Java and .NET UML for a REST handler Java and .NET UML for a REST handler

URI Structure

Relative URIs can help you maintain context and simplify requests when creating a report detail. While transforming the work-order information from http://workmgmt/workorder/161803/, obtaining detailed labor charging information that is located at http://workmgmt/workorder/161803/laborDetail can be obtained simply by calling document('laborDetail',.).

The relative REST URIs in this article use Generative URIs. Generative URIs have an understandable structure that can be used to build URIs to resources, for which you do not already have an explicit link. This is in contrast to opaque URIs, which require an index, search service, or some other link topology in order to be known.

##########

### [Stated goal 1]
According to the URI Structure section, what do opaque URIs require in order to be known? List every item it names.
### [Stated goal 2]
Which lines of the entries contain the word "wooden"? Pull out each such line in full, and treat case as significant.

### [Material for the task]
##########

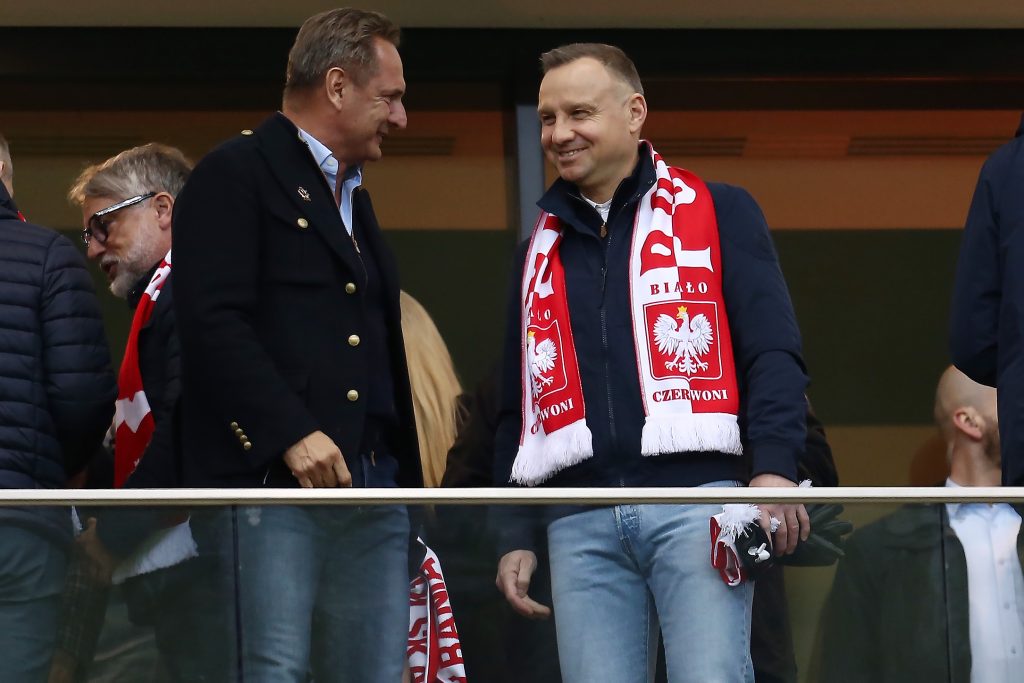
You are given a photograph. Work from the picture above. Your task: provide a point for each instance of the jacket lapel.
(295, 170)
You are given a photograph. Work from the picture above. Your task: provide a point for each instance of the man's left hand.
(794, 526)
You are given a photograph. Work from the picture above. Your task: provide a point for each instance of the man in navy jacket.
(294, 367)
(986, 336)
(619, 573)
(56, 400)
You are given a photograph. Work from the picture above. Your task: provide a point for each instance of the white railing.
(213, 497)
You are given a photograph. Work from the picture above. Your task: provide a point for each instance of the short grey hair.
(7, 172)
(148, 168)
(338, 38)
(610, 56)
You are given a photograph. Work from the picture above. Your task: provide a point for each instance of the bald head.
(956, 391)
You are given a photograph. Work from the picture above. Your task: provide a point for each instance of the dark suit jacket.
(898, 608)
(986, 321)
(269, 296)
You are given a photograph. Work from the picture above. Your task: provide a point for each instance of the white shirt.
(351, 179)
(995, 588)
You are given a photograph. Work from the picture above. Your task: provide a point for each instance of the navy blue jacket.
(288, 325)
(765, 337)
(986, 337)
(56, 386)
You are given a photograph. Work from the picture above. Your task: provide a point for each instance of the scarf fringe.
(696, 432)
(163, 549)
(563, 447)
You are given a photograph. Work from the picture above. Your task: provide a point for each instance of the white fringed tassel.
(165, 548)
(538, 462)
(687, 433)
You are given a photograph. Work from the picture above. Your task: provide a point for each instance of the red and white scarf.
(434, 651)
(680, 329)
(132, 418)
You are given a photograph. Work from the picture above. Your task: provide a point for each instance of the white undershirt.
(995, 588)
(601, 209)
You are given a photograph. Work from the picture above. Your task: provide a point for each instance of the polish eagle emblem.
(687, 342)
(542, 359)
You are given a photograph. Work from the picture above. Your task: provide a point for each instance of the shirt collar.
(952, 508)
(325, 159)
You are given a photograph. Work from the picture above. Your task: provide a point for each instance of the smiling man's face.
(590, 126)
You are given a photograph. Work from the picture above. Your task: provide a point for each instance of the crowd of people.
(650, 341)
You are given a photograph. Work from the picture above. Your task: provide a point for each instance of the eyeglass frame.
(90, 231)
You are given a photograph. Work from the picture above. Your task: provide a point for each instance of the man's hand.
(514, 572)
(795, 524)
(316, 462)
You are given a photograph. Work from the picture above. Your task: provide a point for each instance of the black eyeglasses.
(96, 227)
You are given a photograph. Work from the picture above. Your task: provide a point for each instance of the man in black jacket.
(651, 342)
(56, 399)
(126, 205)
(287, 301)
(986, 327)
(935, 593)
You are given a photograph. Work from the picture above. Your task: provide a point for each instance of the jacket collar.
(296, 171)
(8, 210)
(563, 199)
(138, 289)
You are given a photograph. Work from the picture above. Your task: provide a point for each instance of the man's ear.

##########

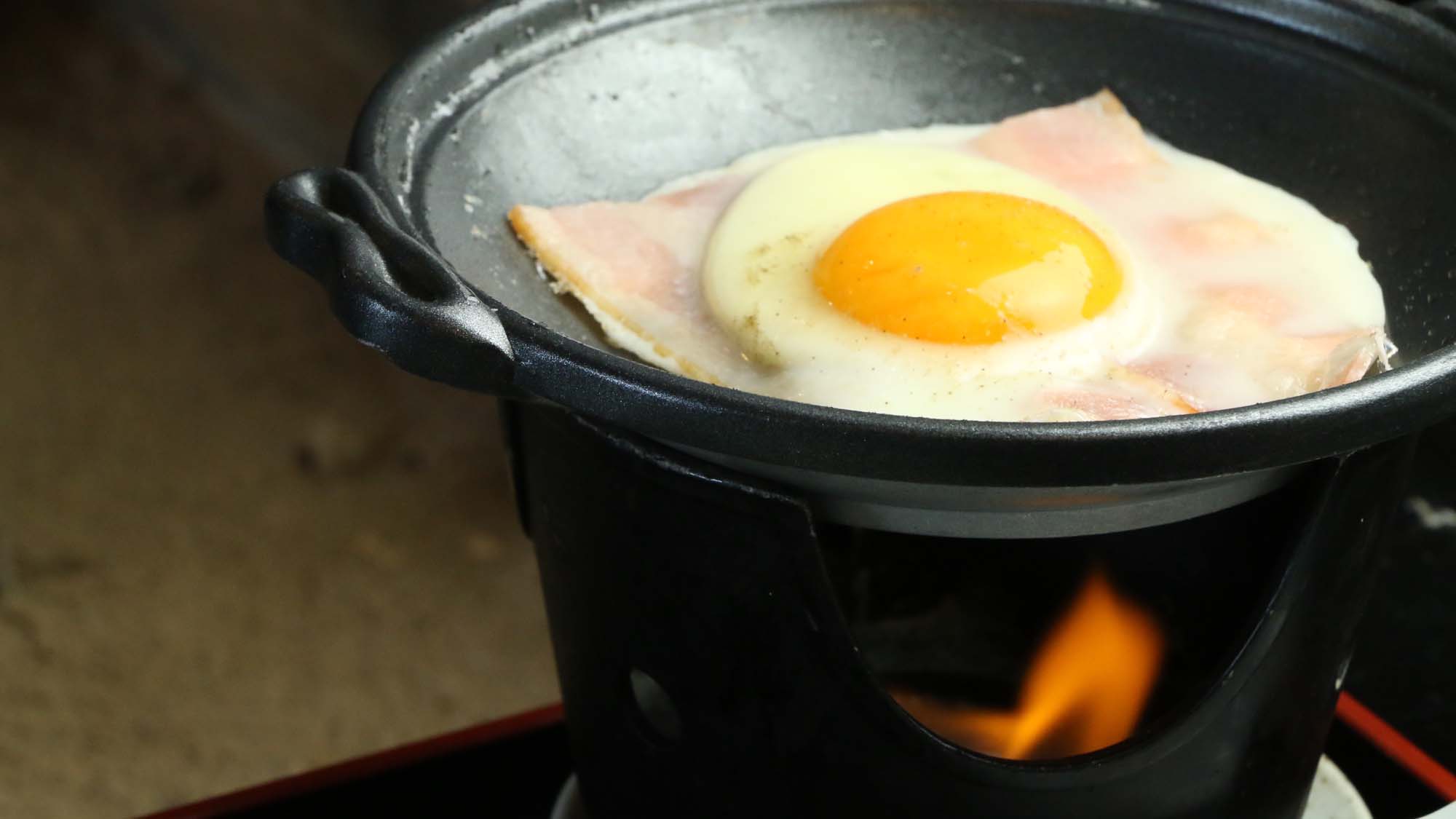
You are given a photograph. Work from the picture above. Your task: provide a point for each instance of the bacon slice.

##########

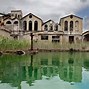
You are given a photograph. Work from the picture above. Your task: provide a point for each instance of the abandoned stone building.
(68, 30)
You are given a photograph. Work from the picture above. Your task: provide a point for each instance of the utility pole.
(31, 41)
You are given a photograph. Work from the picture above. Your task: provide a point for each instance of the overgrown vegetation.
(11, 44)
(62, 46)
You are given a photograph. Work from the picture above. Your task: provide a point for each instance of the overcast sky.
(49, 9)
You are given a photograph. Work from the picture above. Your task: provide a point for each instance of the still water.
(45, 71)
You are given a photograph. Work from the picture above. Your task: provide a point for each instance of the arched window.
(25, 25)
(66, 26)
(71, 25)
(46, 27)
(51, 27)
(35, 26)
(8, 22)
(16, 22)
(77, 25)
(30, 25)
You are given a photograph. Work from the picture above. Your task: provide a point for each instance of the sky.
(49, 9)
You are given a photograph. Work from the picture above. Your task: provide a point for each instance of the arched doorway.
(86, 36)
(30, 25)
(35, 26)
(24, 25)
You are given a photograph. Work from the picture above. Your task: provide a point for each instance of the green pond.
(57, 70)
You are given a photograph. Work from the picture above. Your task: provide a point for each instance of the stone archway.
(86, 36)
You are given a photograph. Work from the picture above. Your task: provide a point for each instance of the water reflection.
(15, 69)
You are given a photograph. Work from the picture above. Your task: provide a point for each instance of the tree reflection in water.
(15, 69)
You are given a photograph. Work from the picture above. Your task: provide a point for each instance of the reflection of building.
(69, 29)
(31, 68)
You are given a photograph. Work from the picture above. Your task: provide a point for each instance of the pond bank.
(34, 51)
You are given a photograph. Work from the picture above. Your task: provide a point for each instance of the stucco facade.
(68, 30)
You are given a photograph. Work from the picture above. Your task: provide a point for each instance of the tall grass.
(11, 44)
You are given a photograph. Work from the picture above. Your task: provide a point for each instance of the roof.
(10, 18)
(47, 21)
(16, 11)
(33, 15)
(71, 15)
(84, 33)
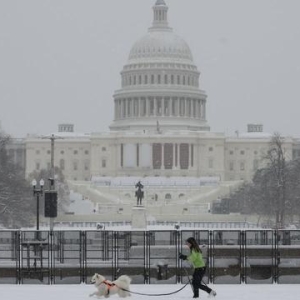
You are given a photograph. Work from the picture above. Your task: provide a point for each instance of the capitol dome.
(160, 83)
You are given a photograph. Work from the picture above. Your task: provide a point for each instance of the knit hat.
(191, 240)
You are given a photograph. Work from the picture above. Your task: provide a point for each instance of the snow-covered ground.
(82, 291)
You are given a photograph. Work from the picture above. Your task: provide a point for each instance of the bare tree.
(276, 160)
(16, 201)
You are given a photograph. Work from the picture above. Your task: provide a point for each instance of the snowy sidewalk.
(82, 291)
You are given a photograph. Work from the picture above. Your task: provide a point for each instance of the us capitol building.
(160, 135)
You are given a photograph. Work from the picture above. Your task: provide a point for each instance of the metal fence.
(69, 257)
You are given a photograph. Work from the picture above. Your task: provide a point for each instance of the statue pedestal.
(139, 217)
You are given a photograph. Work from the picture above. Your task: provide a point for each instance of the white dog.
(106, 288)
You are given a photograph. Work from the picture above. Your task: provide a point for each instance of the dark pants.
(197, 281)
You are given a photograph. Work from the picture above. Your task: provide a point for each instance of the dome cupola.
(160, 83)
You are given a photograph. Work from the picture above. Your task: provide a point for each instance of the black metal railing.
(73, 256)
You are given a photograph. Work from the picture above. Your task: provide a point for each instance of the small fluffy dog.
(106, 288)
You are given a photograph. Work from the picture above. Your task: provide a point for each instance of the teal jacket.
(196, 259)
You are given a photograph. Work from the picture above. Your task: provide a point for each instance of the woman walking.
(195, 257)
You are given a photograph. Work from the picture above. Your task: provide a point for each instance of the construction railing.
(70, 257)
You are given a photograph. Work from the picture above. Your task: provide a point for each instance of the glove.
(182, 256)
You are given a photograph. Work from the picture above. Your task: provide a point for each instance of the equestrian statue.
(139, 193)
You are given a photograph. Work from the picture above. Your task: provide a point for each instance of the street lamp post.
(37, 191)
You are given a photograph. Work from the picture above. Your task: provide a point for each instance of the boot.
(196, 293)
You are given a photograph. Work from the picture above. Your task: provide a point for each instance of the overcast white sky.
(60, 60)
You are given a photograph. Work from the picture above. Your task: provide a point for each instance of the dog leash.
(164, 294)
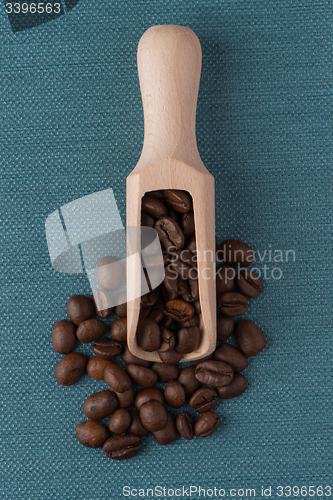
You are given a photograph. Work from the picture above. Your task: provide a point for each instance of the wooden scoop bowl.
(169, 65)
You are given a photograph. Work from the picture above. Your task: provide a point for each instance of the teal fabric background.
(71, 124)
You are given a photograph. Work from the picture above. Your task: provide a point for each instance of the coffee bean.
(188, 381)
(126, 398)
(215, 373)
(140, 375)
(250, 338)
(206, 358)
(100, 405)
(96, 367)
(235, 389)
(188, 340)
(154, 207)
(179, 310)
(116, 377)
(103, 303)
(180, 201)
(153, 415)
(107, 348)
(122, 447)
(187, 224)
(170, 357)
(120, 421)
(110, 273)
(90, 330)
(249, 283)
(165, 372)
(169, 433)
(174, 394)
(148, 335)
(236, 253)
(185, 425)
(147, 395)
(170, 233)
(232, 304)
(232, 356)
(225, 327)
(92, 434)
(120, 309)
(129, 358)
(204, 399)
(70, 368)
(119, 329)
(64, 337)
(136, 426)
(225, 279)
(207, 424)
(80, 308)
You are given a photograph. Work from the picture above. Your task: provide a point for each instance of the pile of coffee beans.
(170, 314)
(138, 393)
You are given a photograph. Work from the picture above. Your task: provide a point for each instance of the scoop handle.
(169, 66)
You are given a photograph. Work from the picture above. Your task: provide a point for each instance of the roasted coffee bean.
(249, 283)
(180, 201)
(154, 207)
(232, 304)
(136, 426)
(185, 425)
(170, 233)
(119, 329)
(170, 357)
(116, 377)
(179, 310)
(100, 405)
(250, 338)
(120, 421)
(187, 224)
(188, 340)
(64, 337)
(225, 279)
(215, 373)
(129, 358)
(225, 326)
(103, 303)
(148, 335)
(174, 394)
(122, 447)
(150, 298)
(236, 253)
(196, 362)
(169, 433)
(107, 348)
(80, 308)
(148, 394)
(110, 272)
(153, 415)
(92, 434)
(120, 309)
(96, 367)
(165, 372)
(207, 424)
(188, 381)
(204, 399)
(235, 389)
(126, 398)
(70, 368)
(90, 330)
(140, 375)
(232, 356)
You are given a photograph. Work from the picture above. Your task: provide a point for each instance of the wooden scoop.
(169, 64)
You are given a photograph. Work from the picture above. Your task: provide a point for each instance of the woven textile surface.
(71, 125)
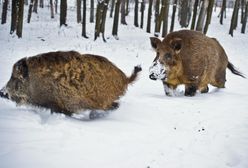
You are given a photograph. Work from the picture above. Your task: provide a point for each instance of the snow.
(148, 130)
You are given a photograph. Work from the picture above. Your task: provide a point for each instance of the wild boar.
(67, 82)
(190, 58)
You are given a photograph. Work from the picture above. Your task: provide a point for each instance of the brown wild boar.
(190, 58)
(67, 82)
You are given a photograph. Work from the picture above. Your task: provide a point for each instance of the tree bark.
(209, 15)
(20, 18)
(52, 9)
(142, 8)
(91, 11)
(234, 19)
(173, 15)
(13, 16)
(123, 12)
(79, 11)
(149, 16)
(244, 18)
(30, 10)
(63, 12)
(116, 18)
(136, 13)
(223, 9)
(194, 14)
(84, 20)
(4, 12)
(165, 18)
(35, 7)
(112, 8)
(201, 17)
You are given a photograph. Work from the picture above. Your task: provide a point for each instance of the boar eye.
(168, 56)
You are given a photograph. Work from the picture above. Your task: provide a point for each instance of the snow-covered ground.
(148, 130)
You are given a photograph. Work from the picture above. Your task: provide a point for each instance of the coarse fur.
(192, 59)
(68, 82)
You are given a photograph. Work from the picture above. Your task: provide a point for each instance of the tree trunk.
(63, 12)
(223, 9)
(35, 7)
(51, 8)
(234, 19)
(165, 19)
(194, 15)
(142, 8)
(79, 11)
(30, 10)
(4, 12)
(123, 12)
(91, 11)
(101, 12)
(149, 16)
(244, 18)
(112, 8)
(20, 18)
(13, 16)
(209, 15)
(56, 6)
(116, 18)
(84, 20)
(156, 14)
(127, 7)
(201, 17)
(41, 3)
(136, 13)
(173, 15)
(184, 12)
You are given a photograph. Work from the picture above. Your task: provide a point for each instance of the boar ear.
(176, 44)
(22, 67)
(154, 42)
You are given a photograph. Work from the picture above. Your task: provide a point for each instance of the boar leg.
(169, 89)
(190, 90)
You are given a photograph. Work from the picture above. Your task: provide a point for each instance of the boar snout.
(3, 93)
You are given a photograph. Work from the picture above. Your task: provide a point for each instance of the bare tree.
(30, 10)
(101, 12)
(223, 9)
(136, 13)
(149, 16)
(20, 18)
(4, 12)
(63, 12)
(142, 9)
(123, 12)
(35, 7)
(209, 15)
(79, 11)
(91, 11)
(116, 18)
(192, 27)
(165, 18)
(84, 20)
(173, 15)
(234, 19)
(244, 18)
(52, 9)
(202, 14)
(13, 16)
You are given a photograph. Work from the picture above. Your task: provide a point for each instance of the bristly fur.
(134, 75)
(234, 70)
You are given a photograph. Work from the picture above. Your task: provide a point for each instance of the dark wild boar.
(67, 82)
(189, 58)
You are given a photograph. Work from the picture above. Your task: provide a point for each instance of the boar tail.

##########

### [Exercise answer 1]
- an index
- a search service
- some other link topology

### [Exercise answer 2]
You are given a photograph. Work from the picture above. Your task: provide a point for each instance of the wooden scoop bowl.
You are given a photograph. Work from the picture above. Your task: provide a point for each instance of the wooden scoop.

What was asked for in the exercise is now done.